Pull out every line of the data below that contains the string "window", treating uppercase and lowercase as different.

• Region annotation items:

----

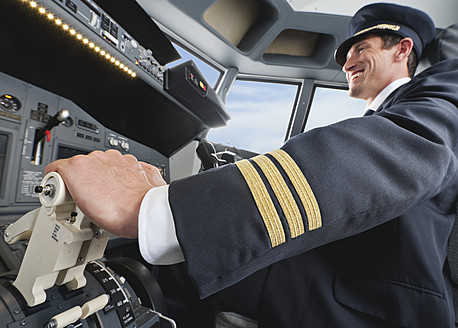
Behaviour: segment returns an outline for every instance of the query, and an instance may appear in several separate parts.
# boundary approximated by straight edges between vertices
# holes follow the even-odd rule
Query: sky
[[[214,86],[220,73],[175,46],[183,58],[168,66],[192,59]],[[261,154],[279,148],[285,141],[297,92],[297,85],[237,80],[226,99],[231,119],[225,127],[211,129],[207,139]],[[364,108],[365,102],[350,98],[346,90],[316,88],[305,130],[361,116]]]

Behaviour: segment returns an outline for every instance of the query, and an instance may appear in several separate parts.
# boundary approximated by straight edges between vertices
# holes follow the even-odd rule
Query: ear
[[[397,44],[396,59],[398,61],[407,60],[413,49],[413,40],[404,38]]]

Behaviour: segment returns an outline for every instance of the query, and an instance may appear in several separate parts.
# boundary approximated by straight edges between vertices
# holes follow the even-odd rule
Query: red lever
[[[45,135],[46,135],[46,141],[50,142],[51,141],[51,132],[49,132],[49,130],[45,130]]]

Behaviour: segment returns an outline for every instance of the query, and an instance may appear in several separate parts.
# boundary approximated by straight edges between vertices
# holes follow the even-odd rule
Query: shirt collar
[[[385,89],[383,89],[377,97],[374,98],[374,100],[366,106],[366,110],[372,109],[376,111],[380,105],[385,101],[386,98],[397,88],[399,88],[401,85],[406,84],[407,82],[410,81],[410,77],[402,77],[400,79],[397,79],[396,81],[391,82],[388,84]]]

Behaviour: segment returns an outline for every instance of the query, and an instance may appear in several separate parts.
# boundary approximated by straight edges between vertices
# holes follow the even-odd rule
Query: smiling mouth
[[[360,77],[362,74],[363,74],[363,71],[358,71],[358,72],[353,73],[350,77],[350,82],[353,82],[358,77]]]

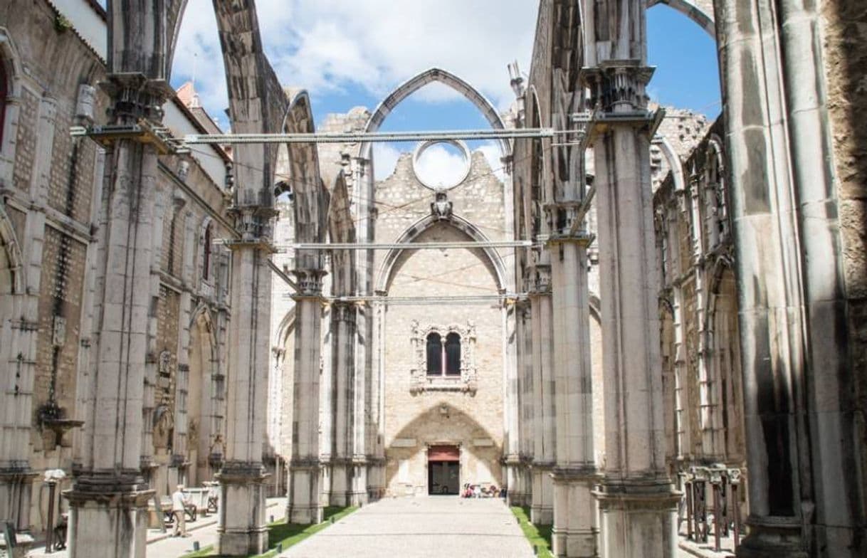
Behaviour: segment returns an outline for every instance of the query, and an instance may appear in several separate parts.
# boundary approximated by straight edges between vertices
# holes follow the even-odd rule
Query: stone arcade
[[[558,133],[449,140],[452,184],[429,143],[381,180],[367,140],[179,152],[219,133],[167,87],[186,3],[69,3],[0,7],[0,521],[38,535],[63,469],[70,555],[140,557],[153,496],[216,479],[246,555],[269,494],[312,523],[491,483],[557,556],[668,557],[722,464],[740,556],[867,554],[863,3],[541,0],[506,114],[432,68],[318,130],[438,81]],[[649,105],[655,3],[715,38],[715,123]],[[213,4],[232,132],[316,132],[252,0]]]

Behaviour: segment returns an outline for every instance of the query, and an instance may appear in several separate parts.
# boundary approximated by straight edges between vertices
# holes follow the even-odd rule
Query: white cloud
[[[394,172],[401,150],[387,143],[374,144],[374,179],[384,180]]]
[[[538,3],[533,0],[260,0],[265,51],[280,81],[316,95],[353,84],[375,97],[431,67],[466,80],[505,108],[506,64],[529,69]],[[210,0],[189,0],[174,74],[192,75],[211,112],[228,105]],[[198,56],[195,55],[198,53]],[[453,94],[427,88],[419,99]],[[215,108],[216,107],[216,108]]]
[[[455,147],[434,144],[422,152],[415,171],[431,186],[448,188],[464,178],[467,161]]]
[[[487,159],[491,170],[501,181],[505,180],[505,170],[503,168],[503,161],[499,160],[503,153],[499,151],[499,146],[492,141],[488,141],[479,146],[478,151],[482,152],[485,159]]]

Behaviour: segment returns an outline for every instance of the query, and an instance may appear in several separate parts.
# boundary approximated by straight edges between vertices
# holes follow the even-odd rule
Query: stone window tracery
[[[3,129],[6,117],[6,96],[9,94],[5,60],[0,56],[0,146],[3,145]]]
[[[456,391],[475,394],[475,342],[476,328],[472,321],[466,328],[456,324],[422,328],[414,321],[410,392]]]

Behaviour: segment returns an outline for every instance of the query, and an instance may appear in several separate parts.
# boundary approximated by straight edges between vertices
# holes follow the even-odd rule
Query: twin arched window
[[[427,335],[427,375],[460,375],[460,335],[452,332],[442,335],[436,332]]]
[[[213,242],[212,227],[212,223],[209,223],[205,228],[205,239],[202,243],[202,279],[208,281],[211,279],[211,243]]]
[[[6,97],[9,83],[6,76],[6,61],[0,56],[0,146],[3,146],[3,129],[6,116]]]

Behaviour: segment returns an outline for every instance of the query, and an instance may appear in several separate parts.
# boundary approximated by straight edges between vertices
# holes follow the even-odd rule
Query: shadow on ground
[[[271,558],[280,552],[296,545],[307,537],[318,533],[331,523],[339,521],[358,509],[355,506],[343,508],[329,506],[325,508],[323,522],[316,525],[296,525],[285,522],[275,522],[268,525],[268,550],[261,555],[250,555],[247,558]],[[181,558],[222,558],[216,553],[213,545],[205,547],[198,552],[184,555]]]

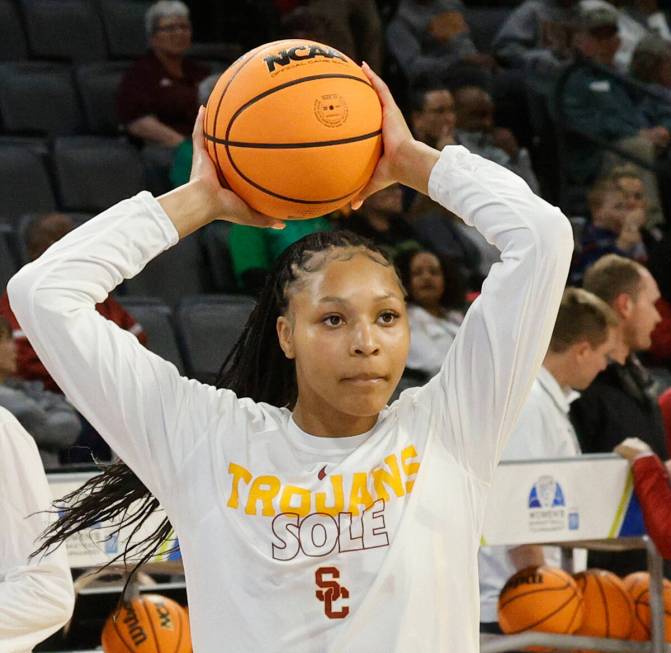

----

• Result for this task:
Query: stone window tracery
Query: twin arched window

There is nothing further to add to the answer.